▸ FRAGMENTO DEL TEXTO:
-*-

ALBERTO BARRERA TYSZKA 16 DE FEBRERO 2014
No solo la calle: también la verdad,
nuevamente, se ha llenado de humo, de disparos, de muerte. ¿Qué puede pensar
cualquier ciudadano ante lo ocurrido este miércoles? ¿Cómo puede leer la
realidad? ¿A quién le cree? La imagen de Maduro, vestido de gala, entre la
pompa militar y los acordes del binomio de oro de Abreu y Dudamel, mientras los
colectivos armados sembraban violencia en Chacao, parece sacada de una película
sobre la mafia. No necesitamos a Oliver Stone sino a Francis Ford Coppola. Los
gánsteres están en el poder.
Se puede compartir o no la estrategia
de Leopoldo López y María Corina Machado; se puede criticar esa invocación a
“la salida”, ese intento de relanzar el espejismo de una solución fácil y
rápida; se puede creer que es un enorme error darle al gobierno justo lo que el
gobierno necesita… Pero no por eso se les puede negar el derecho de pensar de
esa manera y de actuar en consecuencia. Ninguna protesta, amparada dentro del
marco de la Constitución, es un delito. Ni nosotros podemos renunciar a la
diversidad y a la indignación, ni el gobierno tiene que darnos permiso para ser
democráticos.

-*-

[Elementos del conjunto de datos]

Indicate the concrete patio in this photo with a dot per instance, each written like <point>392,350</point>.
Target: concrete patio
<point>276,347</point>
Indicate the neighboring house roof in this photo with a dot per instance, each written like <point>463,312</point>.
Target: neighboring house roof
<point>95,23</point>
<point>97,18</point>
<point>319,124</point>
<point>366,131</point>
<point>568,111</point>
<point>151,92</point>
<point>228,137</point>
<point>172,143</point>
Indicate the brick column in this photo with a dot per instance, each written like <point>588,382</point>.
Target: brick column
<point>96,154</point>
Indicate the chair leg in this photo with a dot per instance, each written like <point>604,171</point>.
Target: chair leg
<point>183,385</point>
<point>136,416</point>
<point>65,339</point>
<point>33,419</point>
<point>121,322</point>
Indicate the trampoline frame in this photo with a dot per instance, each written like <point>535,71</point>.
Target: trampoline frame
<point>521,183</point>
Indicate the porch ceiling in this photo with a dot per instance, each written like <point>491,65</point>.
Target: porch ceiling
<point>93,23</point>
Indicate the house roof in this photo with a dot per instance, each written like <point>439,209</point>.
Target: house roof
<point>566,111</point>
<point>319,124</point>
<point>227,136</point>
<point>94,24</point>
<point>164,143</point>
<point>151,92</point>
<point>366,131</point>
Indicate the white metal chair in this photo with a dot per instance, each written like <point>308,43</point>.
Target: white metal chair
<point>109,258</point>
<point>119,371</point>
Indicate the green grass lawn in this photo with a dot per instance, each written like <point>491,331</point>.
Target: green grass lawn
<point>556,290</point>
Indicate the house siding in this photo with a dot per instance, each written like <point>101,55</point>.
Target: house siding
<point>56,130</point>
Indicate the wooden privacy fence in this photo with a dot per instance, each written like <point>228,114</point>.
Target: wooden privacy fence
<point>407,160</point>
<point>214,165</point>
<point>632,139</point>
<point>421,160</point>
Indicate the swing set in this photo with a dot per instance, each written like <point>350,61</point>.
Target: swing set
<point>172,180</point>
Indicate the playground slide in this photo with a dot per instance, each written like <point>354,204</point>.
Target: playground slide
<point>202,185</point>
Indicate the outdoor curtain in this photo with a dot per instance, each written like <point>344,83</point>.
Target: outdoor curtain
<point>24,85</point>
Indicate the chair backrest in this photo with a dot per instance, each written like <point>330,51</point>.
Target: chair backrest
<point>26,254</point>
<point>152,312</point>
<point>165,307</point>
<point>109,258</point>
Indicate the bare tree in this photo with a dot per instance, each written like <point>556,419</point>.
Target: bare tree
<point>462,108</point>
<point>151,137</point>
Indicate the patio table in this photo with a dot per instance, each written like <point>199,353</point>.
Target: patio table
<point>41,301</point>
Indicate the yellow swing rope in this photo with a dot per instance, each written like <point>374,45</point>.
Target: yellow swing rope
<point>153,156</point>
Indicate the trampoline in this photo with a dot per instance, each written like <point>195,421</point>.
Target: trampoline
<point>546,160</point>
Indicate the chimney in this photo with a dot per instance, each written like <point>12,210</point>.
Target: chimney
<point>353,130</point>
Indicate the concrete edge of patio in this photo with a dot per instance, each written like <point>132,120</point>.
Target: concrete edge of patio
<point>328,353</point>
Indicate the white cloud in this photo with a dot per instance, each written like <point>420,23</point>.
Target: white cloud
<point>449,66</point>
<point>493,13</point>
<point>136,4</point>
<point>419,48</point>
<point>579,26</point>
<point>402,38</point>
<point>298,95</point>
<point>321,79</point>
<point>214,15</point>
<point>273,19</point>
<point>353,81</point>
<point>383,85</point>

-*-

▸ TAREAS Y EJERCICIOS:
1: Según la columna, ¿en qué lugar sembraban violencia los colectivos armados?
2: Reproduce el pasaje de la columna que comienza en las palabras "ALBERTO BARRERA TYSZKA" y termina después de "en el poder.".
3: Escribe la continuación de la columna sobre las protestas a partir de su última oración.
Los registros provienen de una fuente distinta.

▸ RESPUESTAS:
1: En Chacao.

2:
ALBERTO BARRERA TYSZKA 16 DE FEBRERO 2014
No solo la calle: también la verdad,
nuevamente, se ha llenado de humo, de disparos, de muerte. ¿Qué puede pensar
cualquier ciudadano ante lo ocurrido este miércoles? ¿Cómo puede leer la
realidad? ¿A quién le cree? La imagen de Maduro, vestido de gala, entre la
pompa militar y los acordes del binomio de oro de Abreu y Dudamel, mientras los
colectivos armados sembraban violencia en Chacao, parece sacada de una película
sobre la mafia. No necesitamos a Oliver Stone sino a Francis Ford Coppola. Los
gánsteres están en el poder.

3:
Desde hace años, desde el Estado y las
instituciones, y desde los medios controlados por el oficialismo, se viene
promoviendo y consolidando la idea de que cualquier protesta encubre la secreta
intención de tumbar al gobierno. No puede haber reclamo social sino terrorismo.
Eso, en un país con la inflación más alta del mundo y con 28% de
desabastecimiento, es una forma brutal de sometimiento. Pero en Venezuela la
rebeldía solo puede ser oficial.
Por eso marcharon los estudiantes este
12 de febrero: para decir que la rebeldía no es un cargo público. Para pedir la
liberación de unos compañeros que, de manera anticonstitucional, fueron
detenidos y juzgados, encarcelados en un lugar lejano. El discurso oficial los
acusa de desestabilizadores, de ser un grupúsculo fascistoide, de estar
manipulados por intereses extranjeros… Nada muy distinto de las justificaciones
que siempre ha usado la violencia institucional. Con esa misma lógica, por
cierto, detuvieron y asesinaron en 1976 a Jorge Antonio Rodríguez.
Lamentablemente para todos, al
finalizar la marcha, se produjo otra vez un conflicto armado. Irracional y
confuso. Con muertos, heridos, detenidos. Con disparos, videos y fotos de todo
tipo, testimonios de lado y lado. Muy rápido saltaron las voces oficiales con
condenas y amenazas. Comenzaron a hervir las miles de versiones, conjeturas,
especulaciones… el alimento para lo peor de la polarización.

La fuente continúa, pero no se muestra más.